— BEGIN —

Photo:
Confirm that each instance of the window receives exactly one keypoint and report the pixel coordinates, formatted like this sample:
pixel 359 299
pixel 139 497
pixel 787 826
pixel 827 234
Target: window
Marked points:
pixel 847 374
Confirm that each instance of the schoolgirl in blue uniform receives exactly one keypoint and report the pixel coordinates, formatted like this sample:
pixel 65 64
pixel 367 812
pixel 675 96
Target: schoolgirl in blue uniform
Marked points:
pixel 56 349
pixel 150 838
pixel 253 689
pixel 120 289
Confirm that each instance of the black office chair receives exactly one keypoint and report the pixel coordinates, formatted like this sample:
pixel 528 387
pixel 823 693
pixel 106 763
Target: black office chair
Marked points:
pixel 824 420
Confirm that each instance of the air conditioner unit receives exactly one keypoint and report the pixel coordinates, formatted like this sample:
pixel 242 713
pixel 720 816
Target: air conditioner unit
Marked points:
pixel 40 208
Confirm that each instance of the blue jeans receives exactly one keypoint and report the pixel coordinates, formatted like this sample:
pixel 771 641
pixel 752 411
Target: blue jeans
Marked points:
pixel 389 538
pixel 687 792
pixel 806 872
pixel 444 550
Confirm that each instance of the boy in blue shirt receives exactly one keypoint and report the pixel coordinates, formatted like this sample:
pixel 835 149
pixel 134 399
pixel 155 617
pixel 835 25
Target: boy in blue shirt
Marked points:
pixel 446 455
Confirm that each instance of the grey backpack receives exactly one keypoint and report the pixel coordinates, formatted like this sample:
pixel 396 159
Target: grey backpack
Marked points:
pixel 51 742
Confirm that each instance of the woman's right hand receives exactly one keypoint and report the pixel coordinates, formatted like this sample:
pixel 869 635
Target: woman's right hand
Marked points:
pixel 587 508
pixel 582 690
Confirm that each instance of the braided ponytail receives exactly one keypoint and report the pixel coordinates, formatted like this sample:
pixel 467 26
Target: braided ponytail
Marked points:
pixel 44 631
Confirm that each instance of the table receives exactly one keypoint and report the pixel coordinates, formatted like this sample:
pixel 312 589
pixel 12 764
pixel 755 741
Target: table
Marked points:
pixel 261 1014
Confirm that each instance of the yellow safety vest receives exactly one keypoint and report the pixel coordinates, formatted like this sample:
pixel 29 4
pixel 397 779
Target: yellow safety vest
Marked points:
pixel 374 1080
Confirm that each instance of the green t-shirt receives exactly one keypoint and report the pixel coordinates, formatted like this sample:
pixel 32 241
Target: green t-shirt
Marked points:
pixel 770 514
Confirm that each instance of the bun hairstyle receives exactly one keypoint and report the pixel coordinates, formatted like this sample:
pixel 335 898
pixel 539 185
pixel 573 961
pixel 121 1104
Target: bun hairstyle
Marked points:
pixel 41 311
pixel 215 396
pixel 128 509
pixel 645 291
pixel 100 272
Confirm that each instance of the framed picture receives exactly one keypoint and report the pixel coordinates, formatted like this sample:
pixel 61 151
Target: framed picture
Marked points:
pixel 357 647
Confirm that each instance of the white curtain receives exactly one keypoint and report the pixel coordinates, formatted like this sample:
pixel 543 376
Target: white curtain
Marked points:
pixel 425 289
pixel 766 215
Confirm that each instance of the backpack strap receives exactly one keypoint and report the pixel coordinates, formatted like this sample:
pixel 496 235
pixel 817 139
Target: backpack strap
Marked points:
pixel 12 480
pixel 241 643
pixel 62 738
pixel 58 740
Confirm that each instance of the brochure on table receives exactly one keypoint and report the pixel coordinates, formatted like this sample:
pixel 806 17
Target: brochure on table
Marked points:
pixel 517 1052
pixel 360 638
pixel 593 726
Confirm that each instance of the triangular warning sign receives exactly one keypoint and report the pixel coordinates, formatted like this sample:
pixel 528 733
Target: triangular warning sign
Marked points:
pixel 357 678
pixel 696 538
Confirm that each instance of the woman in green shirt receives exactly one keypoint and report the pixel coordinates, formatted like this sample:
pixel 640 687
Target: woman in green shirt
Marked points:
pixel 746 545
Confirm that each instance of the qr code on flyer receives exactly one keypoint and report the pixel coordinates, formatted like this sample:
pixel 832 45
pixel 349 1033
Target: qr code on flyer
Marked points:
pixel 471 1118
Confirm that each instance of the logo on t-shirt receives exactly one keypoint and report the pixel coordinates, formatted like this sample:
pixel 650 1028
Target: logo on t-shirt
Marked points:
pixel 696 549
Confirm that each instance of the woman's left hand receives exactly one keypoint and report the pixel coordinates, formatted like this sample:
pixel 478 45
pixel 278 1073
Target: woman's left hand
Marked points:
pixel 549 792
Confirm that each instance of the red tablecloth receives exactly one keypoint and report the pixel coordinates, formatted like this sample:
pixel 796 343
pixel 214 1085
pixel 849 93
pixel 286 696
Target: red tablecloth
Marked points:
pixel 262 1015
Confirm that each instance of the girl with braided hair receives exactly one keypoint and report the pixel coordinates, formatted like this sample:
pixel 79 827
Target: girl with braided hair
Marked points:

— END —

**Brief**
Extract from the listing above the lines from the one containing "Confirm that each instance of the framed" to the one containing "pixel 58 740", inclusive, reproducing them without any change.

**Solution for this exercise**
Confirm that each instance of the framed picture receives exactly one keypoint and report the pixel coordinates, formatted like this sample:
pixel 61 151
Target: framed picture
Marked points:
pixel 357 647
Confirm that each instance of the white curtain receives exactly one keypoint and report the pixel coordinates, formatted like this sample:
pixel 543 376
Target: white curtain
Marked points:
pixel 425 289
pixel 766 215
Confirm that each instance of the backpack strap receives exactly one keypoint and report the pixel coordinates, formatted like this sample:
pixel 496 235
pixel 817 139
Target: backpack strap
Marked points:
pixel 12 480
pixel 241 643
pixel 62 738
pixel 58 740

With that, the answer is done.